• FRAGMENTO DEL TEXTO:
------------------------------------------------------------

Dieciséis días. De cincuenta y dos (lectivos). Un 30% del total hasta ahora. Si os paráis a pensar, cuando tiene la casa más que limpia y empieza a gritarle a los niños y solo piensa en comer y en otros placeres, es ahí, donde es consciente de que no consigue disfrutar ni fluir (habiendo pasado Halloween y con la Navidad a la vuelta de la esquina, me insiste).
¿Acaso falta escribirle a alguien, enviar algún mensaje? ¿Queda algo pendiente? No lo sabe, y además me lo suele preguntar a mí, como si yo manejara los hilos.
No olvida cosas, es el dolor de cabeza que le martillea las sienes, me dice. Y las sombras, cazadoras ellas, que no cejan en su empeño: es en los sueños, en tres sueños distintos cada noche, que se presentan bajo diversas formas, intereses y paraguas; de hecho, se levanta para ir al baño solo para cambiar de sueño, como en los recreativos cuando se te acaba la moneda y tienes que ir corriendo a buscar a tu madre para que te dé otra. Me cuenta uno que tiene tela:
"Desde la ventana de la cocina veíamos el incendio arriba, en el cerro. Por un momento parecía Calabria o los habituales focos de fuego sicilianos, pero resulta que estaba en la cocina de mi tía del pueblo, cerca de Monzón. Ella iba con un trapo de aquí para allá mientras yo le mostraba mi preocupación; le quitaba hierro al asunto (como los sicilianos y calabreses), cocinaba sus famosos macarrones gratinados, pero yo veía que tenía que hacer algo. La cocina era blanca, los marcos de las ventanas y puertas eran blancos, había un ambiente como bucólico o de bosque. En un momento, sé que tengo que subir montaña arriba, y lo hago. Con gran pesar, por cierto, como si me jugara algo importante. Vuelvo hecho una mierda, tiznado como un rey de Oriente caucásico. Y mi rictus ha cambiado, como si me hubiese desgastado mil yendo a ayudar lassù, aunque nadie mostrase que la situación fuera un desastre de proporciones bíblicas, que es como yo lo sentía. Fuera, la vida transcurría con normalidad".

------------------------------------------------------------

• BLOQUE DE DATOS:
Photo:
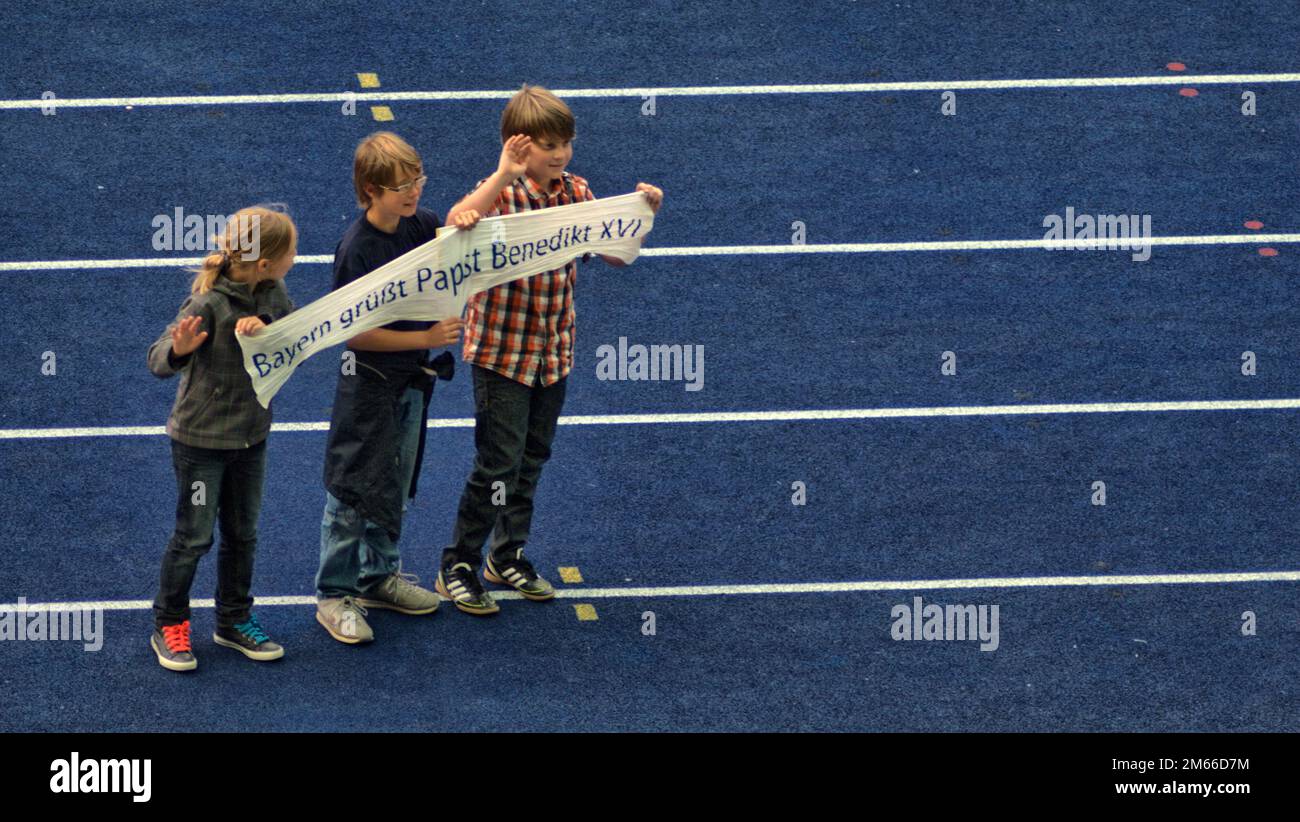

------------------------------------------------------------

• QUÉ HACER:
**a)** Enumera las tres situaciones que, según el fragmento sobre los sueños, le hacen darse cuenta de que no consigue disfrutar ni fluir.
**b)** En el fragmento sobre los sueños, ¿cerca de qué localidad estaba la cocina de la tía?
**c)** Prosigue el fragmento sobre los sueños a partir de su última frase.
Para esta actividad no hace falta consultar los datos.

• RESPUESTAS EN ORDEN:
**a)** Tener la casa más que limpia, empezar a gritarles a los niños y pensar solo en comer y en otros placeres.

**b)** Cerca de Monzón.

**c)**
Maldita autoexigencia. Y es que no quiere perder el progreso, para lo que alterna dos días sin beber alcohol con dos días haciendo algo parecido a lo que vendría ser el puto yoga. Y es que en dos meses cumple cuarenta y cinco años, con todo por decidir aún. Y me pregunta: ¿desde cuándo uno se acostumbra a vivir en el alambre? ¿Es posible que llegue algún día en el que todo fluya y no tenga que de/mostrar nada? Yo sonrío.
Cómo pesa su santuario. No estar ocupado como debería es como una puta losa en una sucesión de días feos, absurdos y fríos (hasta los cincuenta, mínimo).
En eso vive mientras observa —desde la lejanía— los otros templos construidos a su alrededor.
Ellos sí que saben, em diu.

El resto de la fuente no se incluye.